Your instructions: List each line of the listing that contains the word "background".

Extracted material:
>> start

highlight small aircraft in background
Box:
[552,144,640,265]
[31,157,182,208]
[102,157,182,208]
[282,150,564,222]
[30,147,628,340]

>> end

Output for this task:
highlight small aircraft in background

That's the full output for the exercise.